DATA TO USE:

######

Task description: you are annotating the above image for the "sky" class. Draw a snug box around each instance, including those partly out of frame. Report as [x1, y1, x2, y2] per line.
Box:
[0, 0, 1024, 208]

######

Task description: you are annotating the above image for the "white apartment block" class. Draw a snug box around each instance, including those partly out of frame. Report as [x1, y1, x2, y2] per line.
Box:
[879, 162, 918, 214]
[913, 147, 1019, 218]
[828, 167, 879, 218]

######

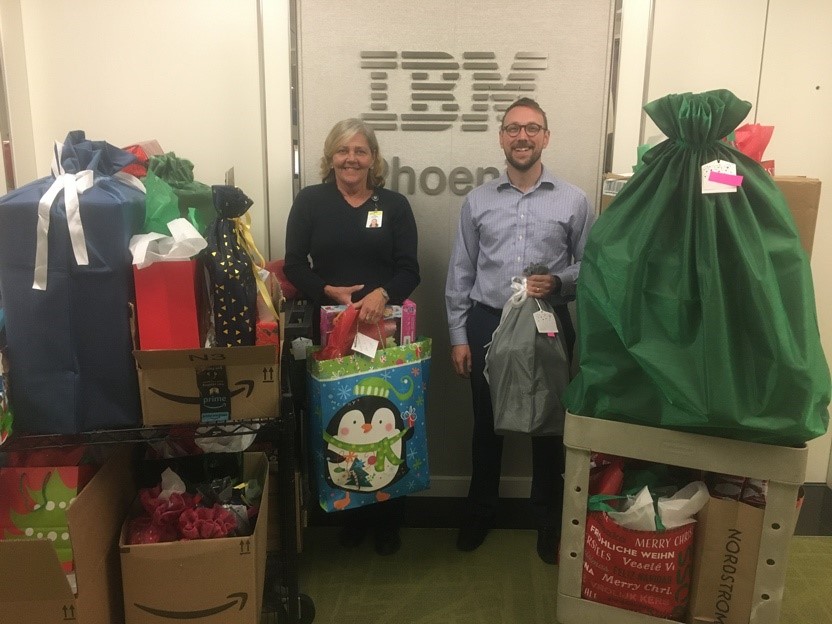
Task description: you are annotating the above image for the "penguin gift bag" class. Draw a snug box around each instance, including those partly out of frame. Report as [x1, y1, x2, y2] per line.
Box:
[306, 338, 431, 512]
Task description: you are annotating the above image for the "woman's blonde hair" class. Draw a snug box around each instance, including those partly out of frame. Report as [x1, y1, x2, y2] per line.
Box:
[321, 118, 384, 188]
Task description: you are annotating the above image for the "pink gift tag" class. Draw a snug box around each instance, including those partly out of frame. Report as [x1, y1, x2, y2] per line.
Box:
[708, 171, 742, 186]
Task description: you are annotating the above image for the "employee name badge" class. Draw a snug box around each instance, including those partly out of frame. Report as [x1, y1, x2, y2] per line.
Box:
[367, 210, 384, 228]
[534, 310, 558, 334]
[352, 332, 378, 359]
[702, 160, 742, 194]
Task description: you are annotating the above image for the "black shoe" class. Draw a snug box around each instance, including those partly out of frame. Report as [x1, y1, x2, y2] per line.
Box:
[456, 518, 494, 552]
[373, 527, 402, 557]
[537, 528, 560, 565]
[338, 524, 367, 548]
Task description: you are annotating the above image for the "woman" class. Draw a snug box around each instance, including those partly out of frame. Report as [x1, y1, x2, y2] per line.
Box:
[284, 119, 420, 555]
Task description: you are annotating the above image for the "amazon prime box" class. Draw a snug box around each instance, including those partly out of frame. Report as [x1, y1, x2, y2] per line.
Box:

######

REQUIREMENT: Return every line of the entries above that contains the string "woman", with case counting.

REPLY:
Task description: you are annotating the above image for the "woman's blonde hair" class. Draw a snug box around each instance, including those partly out of frame. Report as [x1, y1, x2, y2] per line.
Task description: you are annotating the above image for the "woman" class. Draw a snug box around each instance, including those partly out of frame. Report as [x1, y1, x2, y2] per line.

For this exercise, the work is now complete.